Arbeitsauftrag> Gib aus dem Lesetext über Hannelore Kraft den Abschnitt von „Sie mag nichts“ bis einschließlich „um ihre Fassung.“ wortgetreu wieder.

Lesetext>

--------

Kraft bangte um ihren Sohn

Ministerpräsidentin Hannelore Kraft hat gestern die Opfer der Katastrophe im Krankenhaus besucht. Die SPD-Politikerin zeigte sich tief betroffen. Kraft hatte sich zwischenzeitlich Sorgen um ihren Sohn Jan gemacht, der mit Freunden zu Love-Parade gefahren war. Er blieb unbeschadet.

Sie mag nichts sagen, nicht jetzt. Hannelore Kraft steht mit gefalteten Händen im Unglückstunnel und blickt schweigend auf die Blumen, die sie soeben niedergelegt hat. Wenige Meter entfernt arbeitet die Spurensicherung. Die Kreideumrisse der Polizei zeigen an, wo die Opfer der Katastrophe aufgefunden wurden. Die Tragödie geht der Ministerpräsidentin nah. Sie ringt sichtlich um ihre Fassung.

19 junge Menschen haben ihr Leben verloren. Viele Angehörige hatten bis zum Schluss gehofft, dass die Vermissten sich melden. Die Nachricht von der Katastrophe in Duisburg hat Zigtausend Familien in NRW in Angst und Schrecken versetzt. Auch Hannelore Kraft war in großer Sorge.

Ihr Sohn Jan war mit Freuden aus Krafts Heimatstadt Mülheim am Samstag ebenfalls nach Duisburg aufgebrochen. Die Jungsozialisten wollten den zweiten Samstag der Schulferien bei der Love-Parade genießen. Kraft fiel ein Stein vom Herzen, als sich ihr Sohn im Laufe des Abends unbeschadet meldete.

Die Ministerpräsidentin war nach dem Eintreffen der Unglücksnachricht nach Duisburg geeilt, um sich in der Einsatzleitstelle über die Rettungsmaßnahmen zu informieren. Es war für die neue Ministerpräsidentin der erste Katastrophenfall. "Ich hoffe für die Familien, dass ihre Kinder gesund nach Hause kommen", sagte Kraft am Samstagabend in einem WDR-Interview. "Das kann man noch gar nicht verarbeiten."

Gestern, nach dem Besuch der Unglücksstelle, informiert sich die Ministerpräsidentin darüber, wie es den Verletzten geht. Zahlreiche Opfer wurden in das Malteser-Krankenhaus Sankt Anna in Duisburg-Huckingen eingeliefert. Die Chefärzte warten am Eingang auf Hannelore Kraft. Auch Innenminister Ralf Jäger ist in der Delegation. Aus Berlin sind Kanzleramtschef Ronald Pofalla und Bundesfamilienministerin Kristina Schröder (beide CDU) eingetroffen, um sich über die Lage zu informieren.

--------

Bereitgestelltes Material>
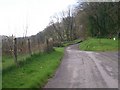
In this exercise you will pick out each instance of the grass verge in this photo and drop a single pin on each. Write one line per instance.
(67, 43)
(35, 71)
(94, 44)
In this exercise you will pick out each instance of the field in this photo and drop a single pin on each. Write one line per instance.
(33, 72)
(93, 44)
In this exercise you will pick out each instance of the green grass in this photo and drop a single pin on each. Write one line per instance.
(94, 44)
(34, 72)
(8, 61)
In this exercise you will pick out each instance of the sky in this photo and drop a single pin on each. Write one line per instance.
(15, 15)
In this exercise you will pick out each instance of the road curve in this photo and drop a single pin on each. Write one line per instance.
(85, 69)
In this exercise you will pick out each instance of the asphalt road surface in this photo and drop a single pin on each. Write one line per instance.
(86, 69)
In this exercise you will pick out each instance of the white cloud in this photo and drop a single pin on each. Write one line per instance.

--------

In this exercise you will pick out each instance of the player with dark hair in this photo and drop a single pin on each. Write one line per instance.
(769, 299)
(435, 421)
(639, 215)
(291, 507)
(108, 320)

--------

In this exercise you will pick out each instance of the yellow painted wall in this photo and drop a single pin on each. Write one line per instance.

--------

Musterlösung>
Sie mag nichts sagen, nicht jetzt. Hannelore Kraft steht mit gefalteten Händen im Unglückstunnel und blickt schweigend auf die Blumen, die sie soeben niedergelegt hat. Wenige Meter entfernt arbeitet die Spurensicherung. Die Kreideumrisse der Polizei zeigen an, wo die Opfer der Katastrophe aufgefunden wurden. Die Tragödie geht der Ministerpräsidentin nah. Sie ringt sichtlich um ihre Fassung.